Obiettivo 1
Metti in una tabella Markdown il tratto dei record che va dal loro inizio fino alla riga che contiene "(1118, 309)", estremi compresi, omettendo le righe vuote. Usa le colonne N. e Riga: nella prima va il numero progressivo della riga, nella seconda la riga stessa.

----------------------------------------

Houellebecq e Mirabeau concordano su un punto: il sesso è animale, ma per renderlo un piacere sopportabile bisogna umanizzarlo, parlarlo, razionalizzarlo e così la noia che è in agguato lo avvolge, lo sterilizza e ci fa morire. Ci vuole, per uscirne, la vita eterna, e non è necessariamente questione di tempo: Woody Allen, sempre lui, ci insegna che “molti studiano come allungare la vita, quando invece bisognerebbe allargarla”. Per sfuggire alla propria stessa caducità, Mirabeau corre per così dire di fiore in fiore, copulando con chiunque (si tratta sempre e solo di femminucce, grazie al cielo) gliene faccia richiesta auri sacra fames (“per vile desiderio di denaro”; è Virgilio, ignoranti). Tuttavia duecentoventidue anni non passano invano, e Houellebecq può permettersi soluzioni più sofisticate: ciò che preme tanto a lui quanto a Daniel1 è la progressiva estinzione del sentimento, e con esso del desiderio e di ogni possibile complicazione (provate ad andare a letto con una laureata e ne riparliamo) - un po’ come quando, dice, una coppia scoppia e si lascia al suono di “Però restiamo amici”, ovvero estinguiamo un po’ del sentimento forte che ci univa come amore e ci divide quale odio, manteniamo legami tenui e corde lasche e non resteremo strozzati. È a questo punto che, con gran squillo di trombe, entra in campo, decisiva, la religione.

----------------------------------------

Obiettivo 2
Nel brano su Houellebecq e Mirabeau, perché la coppia che si lascia dicendo "Però restiamo amici" mantiene legami tenui e corde lasche? Spiegalo in una o due frasi.

----------------------------------------

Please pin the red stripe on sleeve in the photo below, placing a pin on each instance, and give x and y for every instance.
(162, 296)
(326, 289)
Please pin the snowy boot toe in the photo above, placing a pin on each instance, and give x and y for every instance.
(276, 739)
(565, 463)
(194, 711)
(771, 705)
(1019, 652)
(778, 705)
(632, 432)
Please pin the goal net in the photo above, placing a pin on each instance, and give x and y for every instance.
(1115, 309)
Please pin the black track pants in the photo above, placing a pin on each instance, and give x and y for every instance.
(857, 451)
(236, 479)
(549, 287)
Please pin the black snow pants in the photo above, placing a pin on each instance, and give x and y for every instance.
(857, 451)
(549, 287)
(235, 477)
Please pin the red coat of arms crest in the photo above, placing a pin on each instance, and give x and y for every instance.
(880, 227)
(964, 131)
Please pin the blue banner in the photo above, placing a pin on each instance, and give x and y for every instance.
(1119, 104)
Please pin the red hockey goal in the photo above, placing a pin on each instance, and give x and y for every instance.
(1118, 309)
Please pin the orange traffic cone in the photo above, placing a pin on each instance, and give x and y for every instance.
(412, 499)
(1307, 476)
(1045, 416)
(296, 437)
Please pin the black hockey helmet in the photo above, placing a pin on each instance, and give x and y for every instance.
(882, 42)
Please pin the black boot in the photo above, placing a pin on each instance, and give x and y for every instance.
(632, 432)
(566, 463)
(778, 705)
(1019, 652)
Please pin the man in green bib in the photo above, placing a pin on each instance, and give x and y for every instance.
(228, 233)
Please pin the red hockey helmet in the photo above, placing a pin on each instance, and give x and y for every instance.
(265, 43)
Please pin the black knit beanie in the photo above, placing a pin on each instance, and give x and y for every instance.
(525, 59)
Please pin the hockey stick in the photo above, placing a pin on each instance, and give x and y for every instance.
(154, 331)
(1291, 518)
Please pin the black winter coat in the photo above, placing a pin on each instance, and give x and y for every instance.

----------------------------------------

Risposta 1
| N. | Riga |
|---|---|
| 1 | Please pin the red stripe on sleeve in the photo below, placing a pin on each instance, and give x and y for every instance. |
| 2 | (162, 296) |
| 3 | (326, 289) |
| 4 | Please pin the snowy boot toe in the photo above, placing a pin on each instance, and give x and y for every instance. |
| 5 | (276, 739) |
| 6 | (565, 463) |
| 7 | (194, 711) |
| 8 | (771, 705) |
| 9 | (1019, 652) |
| 10 | (778, 705) |
| 11 | (632, 432) |
| 12 | Please pin the goal net in the photo above, placing a pin on each instance, and give x and y for every instance. |
| 13 | (1115, 309) |
| 14 | Please pin the black track pants in the photo above, placing a pin on each instance, and give x and y for every instance. |
| 15 | (857, 451) |
| 16 | (236, 479) |
| 17 | (549, 287) |
| 18 | Please pin the black snow pants in the photo above, placing a pin on each instance, and give x and y for every instance. |
| 19 | (857, 451) |
| 20 | (549, 287) |
| 21 | (235, 477) |
| 22 | Please pin the red coat of arms crest in the photo above, placing a pin on each instance, and give x and y for every instance. |
| 23 | (880, 227) |
| 24 | (964, 131) |
| 25 | Please pin the blue banner in the photo above, placing a pin on each instance, and give x and y for every instance. |
| 26 | (1119, 104) |
| 27 | Please pin the red hockey goal in the photo above, placing a pin on each instance, and give x and y for every instance. |
| 28 | (1118, 309) |

Risposta 2
La coppia lo fa per non restare strozzata. Estingue un po' del sentimento forte che la univa come amore e la divide come odio, e conserva solo legami deboli.